# [Data]

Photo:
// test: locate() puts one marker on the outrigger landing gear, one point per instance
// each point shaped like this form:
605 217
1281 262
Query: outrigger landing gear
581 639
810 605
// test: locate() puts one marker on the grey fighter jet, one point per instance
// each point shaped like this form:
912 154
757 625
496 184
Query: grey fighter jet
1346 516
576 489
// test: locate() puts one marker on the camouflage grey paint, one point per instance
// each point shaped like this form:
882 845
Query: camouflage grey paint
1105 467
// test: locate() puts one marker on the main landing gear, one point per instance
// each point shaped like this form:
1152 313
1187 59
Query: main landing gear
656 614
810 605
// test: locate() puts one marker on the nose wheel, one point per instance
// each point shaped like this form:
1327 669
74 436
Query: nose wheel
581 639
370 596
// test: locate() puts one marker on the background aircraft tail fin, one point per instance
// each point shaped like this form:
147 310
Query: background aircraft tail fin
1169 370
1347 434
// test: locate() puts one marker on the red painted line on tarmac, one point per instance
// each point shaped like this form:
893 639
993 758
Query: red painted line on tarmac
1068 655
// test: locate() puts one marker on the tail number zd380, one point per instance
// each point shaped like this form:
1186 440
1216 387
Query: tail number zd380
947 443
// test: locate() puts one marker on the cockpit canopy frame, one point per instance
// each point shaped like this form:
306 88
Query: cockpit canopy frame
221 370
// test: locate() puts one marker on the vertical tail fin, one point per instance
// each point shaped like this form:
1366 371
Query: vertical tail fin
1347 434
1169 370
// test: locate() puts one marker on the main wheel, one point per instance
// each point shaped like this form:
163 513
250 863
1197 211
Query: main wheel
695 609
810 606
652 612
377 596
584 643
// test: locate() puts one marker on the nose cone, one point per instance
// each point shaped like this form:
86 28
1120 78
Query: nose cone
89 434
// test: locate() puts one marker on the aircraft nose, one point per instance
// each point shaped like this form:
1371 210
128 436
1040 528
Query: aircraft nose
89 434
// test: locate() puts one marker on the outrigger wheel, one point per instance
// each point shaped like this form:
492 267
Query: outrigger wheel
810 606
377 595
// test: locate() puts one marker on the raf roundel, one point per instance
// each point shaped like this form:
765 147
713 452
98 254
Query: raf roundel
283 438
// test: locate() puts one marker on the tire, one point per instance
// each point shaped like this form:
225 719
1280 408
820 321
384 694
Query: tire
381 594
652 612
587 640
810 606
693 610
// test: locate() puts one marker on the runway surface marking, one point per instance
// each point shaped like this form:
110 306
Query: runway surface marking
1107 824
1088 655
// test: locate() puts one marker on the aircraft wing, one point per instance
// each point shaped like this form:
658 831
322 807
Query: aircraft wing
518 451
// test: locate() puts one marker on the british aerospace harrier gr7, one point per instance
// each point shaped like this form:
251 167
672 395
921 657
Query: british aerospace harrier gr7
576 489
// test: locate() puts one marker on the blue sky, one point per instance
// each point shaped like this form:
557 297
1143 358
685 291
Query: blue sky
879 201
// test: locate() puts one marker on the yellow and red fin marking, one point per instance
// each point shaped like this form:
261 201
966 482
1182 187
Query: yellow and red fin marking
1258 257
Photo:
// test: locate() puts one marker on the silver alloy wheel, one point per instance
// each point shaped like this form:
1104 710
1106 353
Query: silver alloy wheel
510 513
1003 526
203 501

# [What you should do]
All the records above need to be restated exactly, line by line.

# [The answer]
Photo:
// test: locate() puts one marker on the outrigger landing gear, one point per instance
// each point shaped like this form:
605 217
1281 262
Query: outrigger landing gear
581 639
810 605
// test: locate() puts one marker on the grey fighter jet, one point per instance
// each point shaped like this form:
912 154
757 625
496 184
Query: grey fighter jet
1346 516
576 489
// test: locate() puts one marker on the camouflage grey paint, one point per instance
// each point shaped like this form:
882 845
Query: camouflage grey paint
1105 467
// test: locate() puts one marker on the main landing gear, one point per instance
// each point shaped like this form:
1152 313
1187 59
Query: main landing gear
656 614
810 605
// test: locate() puts one marker on the nose wheel, one point per instance
// each point shaped like this form:
1327 669
74 436
Query: nose wheel
581 639
370 596
// test: locate() puts one marker on the background aircraft tail fin, one point per instance
// each point shaped like this form:
147 310
Query: background aircraft tail fin
1169 370
1347 434
// test: locate() puts one marker on the red painted line on tarmac, one point per instance
// each point shaped like this form:
893 639
993 758
Query: red painted line on tarmac
1068 655
// test: locate() puts one marker on the tail number zd380, one point per instance
// each point shaped like this form:
1186 440
1216 387
Query: tail number zd380
947 443
// test: locate() puts one marker on the cockpit canopy frame, one point per instance
// each point shaped like this form:
306 88
Query: cockpit canopy frame
221 370
// test: locate() puts one marker on the vertical tail fin, one point per instance
// each point shaped like this form:
1366 371
Query: vertical tail fin
1347 434
1169 370
// test: locate() puts one marker on the main wheel, one point per instance
// each point shaped like this form:
163 513
250 863
1197 211
Query: main wheel
695 609
810 606
652 612
377 596
584 643
// test: locate() puts one marker on the nose cone, one point per instance
// each point shaped like this form:
86 28
1120 78
Query: nose cone
89 434
// test: locate() puts one marker on the aircraft nose, one point per instance
// each point shaped like this form:
1371 210
128 436
1040 528
Query: aircraft nose
89 434
// test: locate() puts one marker on the outrigger wheel, one point per instance
// each point shaped like this form:
492 267
Query: outrigger wheel
810 606
377 595
// test: locate() puts one marker on the raf roundel, one point per instance
// each point shaped like this form:
765 147
713 452
98 254
Query: raf roundel
283 438
// test: locate() puts one marker on the tire, one point per instance
// each point shaped like this form:
225 719
1280 408
820 321
384 694
Query: tire
381 594
652 612
587 640
810 606
693 610
// test: locate() puts one marker on the runway surface marking, one point per instance
// each point shaped like this form:
110 306
Query: runway surface marking
1107 824
1088 655
// test: locate() puts one marker on the aircraft wing, one point per instance
// each point shaped like this form:
658 831
322 807
Query: aircraft wing
518 451
// test: locate() puts one marker on the british aerospace harrier gr7, one point per instance
// each point shaped like this form:
251 167
672 395
921 657
Query: british aerospace harrier gr7
576 489
// test: locate() puts one marker on the blue sky, one point per instance
// each point shaped like this form:
557 297
1143 358
685 291
Query: blue sky
879 201
// test: locate() puts one marker on the yellow and red fin marking, one point per instance
// each point shaped like this form:
261 201
966 482
1182 187
Query: yellow and red fin marking
1258 257
Photo:
// test: locate() puts one marker on the silver alloy wheel, one point per instance
// each point shaped like this form:
1104 710
1106 353
Query: silver alloy wheel
510 513
1003 526
203 501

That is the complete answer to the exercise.